Output the material beneath this task exactly, images excluded.

> [RECORDS FOR THIS EXERCISE]
>> begin
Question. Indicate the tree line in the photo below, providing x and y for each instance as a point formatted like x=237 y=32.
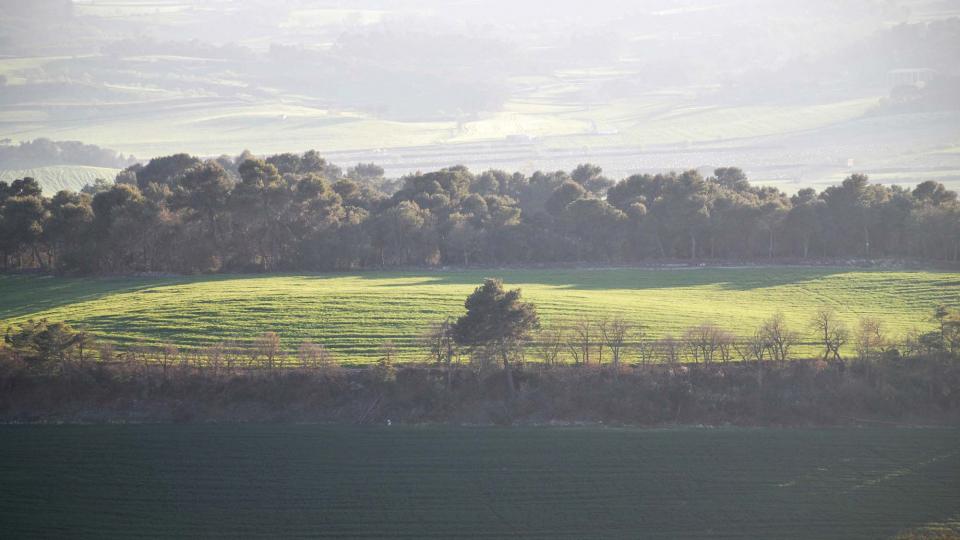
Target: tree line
x=292 y=212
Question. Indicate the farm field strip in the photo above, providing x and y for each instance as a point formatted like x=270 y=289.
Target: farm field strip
x=354 y=314
x=443 y=482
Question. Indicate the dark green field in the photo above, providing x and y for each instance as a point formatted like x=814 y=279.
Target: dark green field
x=415 y=482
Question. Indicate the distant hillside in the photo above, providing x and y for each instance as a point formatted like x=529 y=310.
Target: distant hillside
x=57 y=177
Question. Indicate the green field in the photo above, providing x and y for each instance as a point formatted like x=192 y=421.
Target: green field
x=57 y=177
x=353 y=314
x=231 y=481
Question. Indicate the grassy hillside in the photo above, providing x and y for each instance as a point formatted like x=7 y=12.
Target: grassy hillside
x=57 y=177
x=440 y=482
x=353 y=314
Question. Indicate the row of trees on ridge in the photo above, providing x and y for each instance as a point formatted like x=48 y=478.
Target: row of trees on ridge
x=299 y=212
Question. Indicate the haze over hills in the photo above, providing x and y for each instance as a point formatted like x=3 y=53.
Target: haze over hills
x=830 y=88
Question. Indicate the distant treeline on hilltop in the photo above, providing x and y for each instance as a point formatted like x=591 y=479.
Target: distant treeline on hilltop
x=299 y=212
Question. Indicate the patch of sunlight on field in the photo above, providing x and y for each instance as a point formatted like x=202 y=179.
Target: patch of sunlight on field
x=718 y=123
x=504 y=124
x=57 y=177
x=353 y=314
x=319 y=17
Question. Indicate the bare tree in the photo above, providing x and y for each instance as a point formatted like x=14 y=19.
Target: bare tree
x=580 y=340
x=548 y=345
x=779 y=338
x=440 y=342
x=267 y=346
x=725 y=342
x=669 y=349
x=214 y=357
x=703 y=341
x=384 y=369
x=831 y=332
x=615 y=334
x=754 y=348
x=168 y=355
x=869 y=338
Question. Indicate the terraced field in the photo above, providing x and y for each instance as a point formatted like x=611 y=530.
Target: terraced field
x=123 y=481
x=353 y=314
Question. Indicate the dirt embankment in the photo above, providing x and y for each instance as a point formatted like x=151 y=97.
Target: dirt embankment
x=800 y=393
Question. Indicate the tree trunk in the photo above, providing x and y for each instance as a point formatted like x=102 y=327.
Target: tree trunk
x=511 y=389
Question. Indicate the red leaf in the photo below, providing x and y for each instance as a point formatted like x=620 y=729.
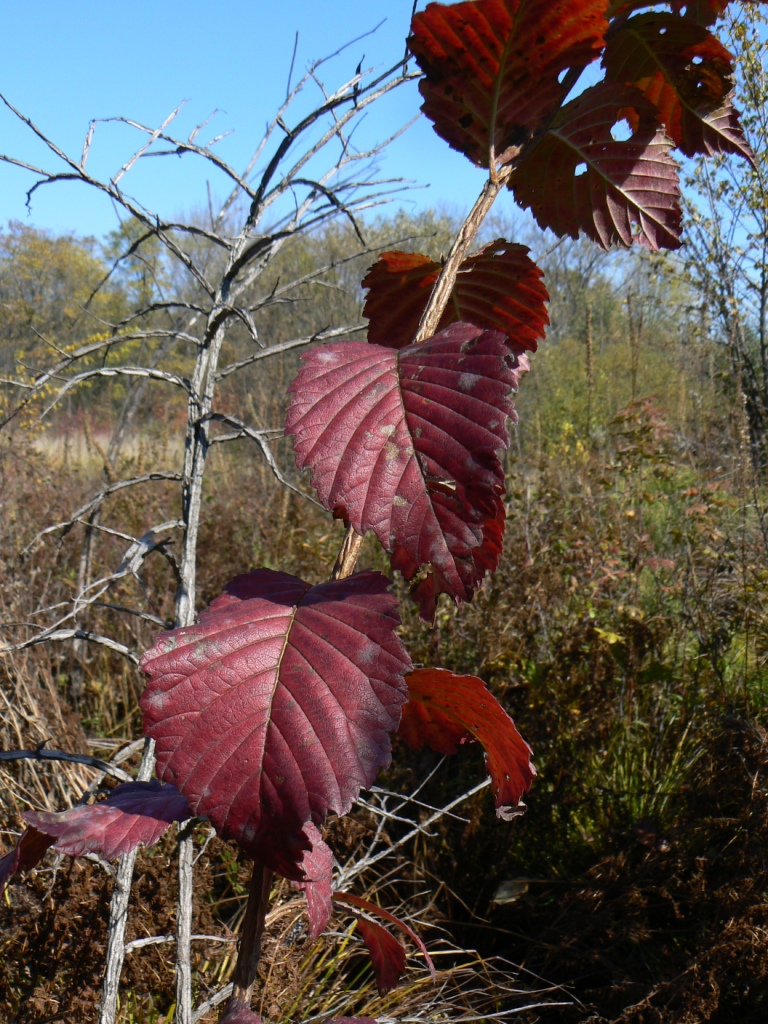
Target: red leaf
x=685 y=72
x=365 y=904
x=445 y=710
x=317 y=866
x=278 y=707
x=403 y=443
x=499 y=288
x=27 y=854
x=387 y=954
x=238 y=1013
x=493 y=67
x=700 y=11
x=134 y=814
x=579 y=178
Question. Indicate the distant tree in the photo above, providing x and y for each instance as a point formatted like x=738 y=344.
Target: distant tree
x=726 y=254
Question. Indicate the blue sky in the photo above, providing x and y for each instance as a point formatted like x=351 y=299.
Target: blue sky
x=66 y=62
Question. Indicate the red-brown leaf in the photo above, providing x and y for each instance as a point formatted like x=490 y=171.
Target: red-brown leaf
x=579 y=178
x=700 y=11
x=685 y=73
x=134 y=814
x=379 y=911
x=278 y=707
x=28 y=853
x=387 y=954
x=403 y=443
x=317 y=867
x=493 y=68
x=446 y=710
x=499 y=288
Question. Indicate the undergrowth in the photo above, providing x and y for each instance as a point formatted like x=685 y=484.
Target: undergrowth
x=627 y=631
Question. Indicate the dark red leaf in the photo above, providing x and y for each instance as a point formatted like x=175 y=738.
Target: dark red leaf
>> end
> [ANSWER]
Question. Indicate the tree line in the photo below, providing x and y for each instance as a point formatted like x=237 y=32.
Target: tree line
x=292 y=212
Question. Indicate the farm field strip in the photo above, providing x and y for each instance as a point formatted like x=270 y=289.
Target: farm field strip
x=354 y=314
x=443 y=482
Question. Indicate the dark green field in the photo above, providing x and y for each instance as a point formatted like x=814 y=279.
Target: dark green field
x=415 y=482
Question. Indicate the distant hillside in the photo above, providing x and y for each instance as a point formatted like x=529 y=310.
Target: distant hillside
x=57 y=177
Question. Indicate the green field in the photo above, providing x and y for each instance as a point formatted like x=192 y=421.
Target: green field
x=57 y=177
x=353 y=314
x=231 y=481
Question. Indicate the grassy hillside in the photo above, providing x and y for each instance as a point formatted like x=7 y=12.
Target: grassy hillside
x=57 y=177
x=440 y=482
x=353 y=314
Question. Indicate the row of trees on ridge in the photo above, providing x and y for each instance as a point formatted like x=48 y=478.
Target: row of trees on ridge
x=299 y=212
Question. Indicate the haze over hills in the photo above, providing x and y for each instance as a point formatted like x=3 y=53.
Target: haze over hills
x=830 y=88
Question. Indicate the distant treeline on hilltop in the photo above, providing x and y for each instance as a point formatted like x=591 y=479.
Target: distant treeline on hilltop
x=299 y=212
Question. Indicate the patch of sunlight on field in the photo above, providing x and y for each instance as a point formatted like x=202 y=179.
Target: patch of sunlight on field
x=718 y=123
x=504 y=124
x=57 y=177
x=353 y=314
x=319 y=17
Question. Indicate the bare tree in the photo above, providing x and y for each instance as a point formatted like x=14 y=19.
Target: bare tree
x=580 y=340
x=548 y=345
x=779 y=338
x=440 y=342
x=267 y=346
x=725 y=342
x=669 y=349
x=214 y=357
x=703 y=341
x=384 y=369
x=831 y=332
x=615 y=334
x=754 y=348
x=168 y=355
x=869 y=338
Question. Indicate the terraced field in the photo above, providing x and y for each instance as a point formatted like x=611 y=530.
Target: terraced field
x=123 y=481
x=353 y=314
Question. Indicate the dirt embankment in the photo above, providing x and y for each instance as a point formatted like x=151 y=97.
Target: dirt embankment
x=800 y=393
Question. Indicate the tree trunk in the photo above, providing x and y for each instance as a point formatted like x=102 y=327.
Target: tree trunk
x=511 y=389
Question. Indicate the red leaf in the photo below, providing x and y for each instance as a point formatted like x=620 y=729.
Target: red leaf
x=685 y=72
x=365 y=904
x=445 y=710
x=317 y=866
x=278 y=707
x=403 y=443
x=499 y=288
x=27 y=854
x=387 y=954
x=238 y=1013
x=493 y=67
x=700 y=11
x=134 y=814
x=579 y=178
Question. Indicate the distant tree in the photo above, providing x and y for each instance as a point formatted like x=738 y=344.
Target: distant tree
x=726 y=254
Question. Indicate the blue sky in the photo above, providing x and y for each instance as a point formatted like x=351 y=299.
Target: blue sky
x=66 y=62
Question. Indicate the red-brown leaf in the photo above, providing x and y for each instance as a point formatted like x=490 y=171.
Target: red-brown leaf
x=579 y=178
x=700 y=11
x=685 y=73
x=134 y=814
x=379 y=911
x=278 y=707
x=28 y=853
x=387 y=954
x=403 y=443
x=317 y=867
x=493 y=68
x=446 y=710
x=499 y=288
Question. Indicate the undergrowth in the photo above, providing x and y for each instance as a point formatted like x=685 y=484.
Target: undergrowth
x=627 y=631
Question. Indicate the dark red leaf in the photo above, providing x and y for each instance as a point formatted like x=175 y=738.
Target: dark red leaf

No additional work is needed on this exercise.